• **WHAT THIS TASK INVOLVES**
Copy out word for word the lines of the listing below, starting at the line that contains "Exercise. Point to every instance of the car windshield" and ending at the last line of the listing. Leave out any pictures.

── RECORDS FOR THE TASK

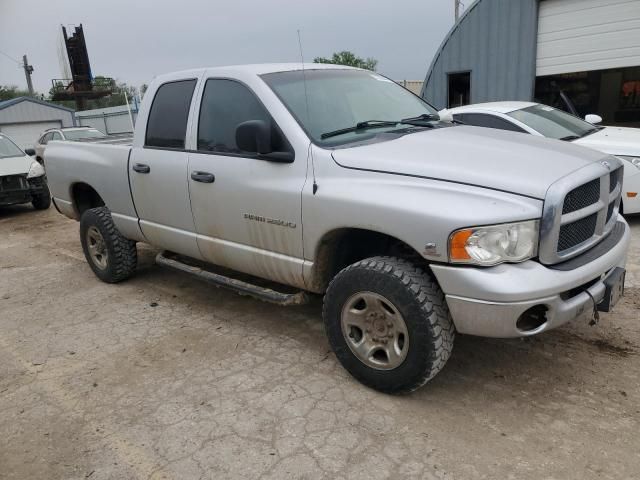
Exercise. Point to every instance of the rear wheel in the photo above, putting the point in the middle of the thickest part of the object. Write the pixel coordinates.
(111, 256)
(388, 324)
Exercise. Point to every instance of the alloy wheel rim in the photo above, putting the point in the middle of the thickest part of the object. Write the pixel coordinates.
(375, 330)
(97, 248)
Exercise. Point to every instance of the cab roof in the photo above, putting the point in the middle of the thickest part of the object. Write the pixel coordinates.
(497, 107)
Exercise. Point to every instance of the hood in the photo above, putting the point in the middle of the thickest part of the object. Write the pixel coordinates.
(485, 157)
(15, 165)
(614, 140)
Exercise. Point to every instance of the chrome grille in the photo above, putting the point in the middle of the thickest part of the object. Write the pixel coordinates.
(580, 210)
(581, 197)
(572, 234)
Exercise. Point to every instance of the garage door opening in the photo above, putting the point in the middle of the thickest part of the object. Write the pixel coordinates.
(459, 89)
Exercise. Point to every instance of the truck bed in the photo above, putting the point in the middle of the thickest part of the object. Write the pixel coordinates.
(102, 164)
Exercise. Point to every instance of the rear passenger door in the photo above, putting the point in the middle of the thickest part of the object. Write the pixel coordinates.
(158, 171)
(247, 209)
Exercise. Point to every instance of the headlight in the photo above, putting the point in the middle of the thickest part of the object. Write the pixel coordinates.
(635, 161)
(509, 242)
(36, 170)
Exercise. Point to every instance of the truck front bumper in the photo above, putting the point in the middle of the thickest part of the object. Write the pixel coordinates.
(493, 302)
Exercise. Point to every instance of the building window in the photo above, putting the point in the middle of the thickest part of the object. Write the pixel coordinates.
(614, 94)
(459, 89)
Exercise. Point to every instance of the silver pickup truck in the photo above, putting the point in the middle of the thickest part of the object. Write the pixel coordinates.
(337, 181)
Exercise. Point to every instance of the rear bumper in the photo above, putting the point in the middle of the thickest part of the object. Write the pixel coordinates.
(489, 301)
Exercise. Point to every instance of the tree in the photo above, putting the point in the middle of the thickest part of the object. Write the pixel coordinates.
(348, 58)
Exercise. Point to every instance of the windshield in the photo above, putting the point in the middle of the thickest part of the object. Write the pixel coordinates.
(553, 123)
(81, 134)
(342, 99)
(9, 149)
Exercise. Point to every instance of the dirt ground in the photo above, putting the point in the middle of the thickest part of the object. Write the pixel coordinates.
(167, 377)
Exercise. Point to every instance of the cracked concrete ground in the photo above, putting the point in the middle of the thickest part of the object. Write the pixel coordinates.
(97, 382)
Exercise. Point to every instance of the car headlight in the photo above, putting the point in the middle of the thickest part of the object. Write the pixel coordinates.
(635, 161)
(494, 244)
(36, 170)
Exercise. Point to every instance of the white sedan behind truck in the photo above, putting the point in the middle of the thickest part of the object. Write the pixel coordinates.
(22, 179)
(545, 121)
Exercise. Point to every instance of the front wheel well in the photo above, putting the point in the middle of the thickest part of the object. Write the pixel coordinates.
(84, 197)
(346, 246)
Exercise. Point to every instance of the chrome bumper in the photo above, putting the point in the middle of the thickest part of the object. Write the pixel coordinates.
(489, 301)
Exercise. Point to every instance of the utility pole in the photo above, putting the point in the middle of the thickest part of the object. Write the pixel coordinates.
(28, 70)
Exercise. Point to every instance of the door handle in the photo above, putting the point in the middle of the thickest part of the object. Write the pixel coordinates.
(203, 177)
(141, 168)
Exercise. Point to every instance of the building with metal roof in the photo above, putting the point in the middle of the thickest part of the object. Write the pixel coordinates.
(25, 118)
(579, 55)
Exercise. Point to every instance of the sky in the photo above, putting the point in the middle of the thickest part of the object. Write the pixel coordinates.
(135, 40)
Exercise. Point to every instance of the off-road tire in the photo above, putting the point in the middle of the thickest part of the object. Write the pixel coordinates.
(42, 201)
(418, 298)
(122, 256)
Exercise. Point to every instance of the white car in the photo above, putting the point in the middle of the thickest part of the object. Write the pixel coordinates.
(67, 133)
(22, 179)
(542, 120)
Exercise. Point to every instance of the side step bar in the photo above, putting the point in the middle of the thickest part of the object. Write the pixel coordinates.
(241, 287)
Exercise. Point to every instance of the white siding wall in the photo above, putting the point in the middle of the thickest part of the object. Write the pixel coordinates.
(581, 35)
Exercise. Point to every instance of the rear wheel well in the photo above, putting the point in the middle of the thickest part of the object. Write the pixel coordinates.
(85, 197)
(343, 247)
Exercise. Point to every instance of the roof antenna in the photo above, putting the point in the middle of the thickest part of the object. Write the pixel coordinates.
(306, 99)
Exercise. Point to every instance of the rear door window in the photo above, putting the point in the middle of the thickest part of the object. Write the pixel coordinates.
(225, 105)
(167, 123)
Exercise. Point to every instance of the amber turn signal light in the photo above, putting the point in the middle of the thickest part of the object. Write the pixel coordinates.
(457, 244)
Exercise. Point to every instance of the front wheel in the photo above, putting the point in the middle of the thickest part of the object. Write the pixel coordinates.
(388, 323)
(111, 256)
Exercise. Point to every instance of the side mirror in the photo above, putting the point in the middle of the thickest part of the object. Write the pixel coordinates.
(254, 136)
(593, 119)
(445, 115)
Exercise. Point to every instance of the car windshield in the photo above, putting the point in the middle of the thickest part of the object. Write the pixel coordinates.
(82, 134)
(553, 123)
(340, 99)
(9, 149)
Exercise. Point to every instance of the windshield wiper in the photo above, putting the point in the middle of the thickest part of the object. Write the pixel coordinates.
(420, 119)
(568, 138)
(360, 126)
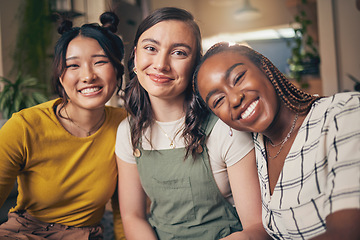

────

• **EXERCISE SOLUTION**
Exercise. Point to every instance of the car windshield in the photo above, putting the point in the middle of the thickest part of the object. Write the pixel coordinates.
(82, 134)
(553, 123)
(340, 99)
(9, 149)
Exercise. Point to every instance of the windshield wiper in the photo above, putting the point in the middle of the thickest part of the object. Write the pixel coordinates.
(420, 119)
(568, 138)
(360, 126)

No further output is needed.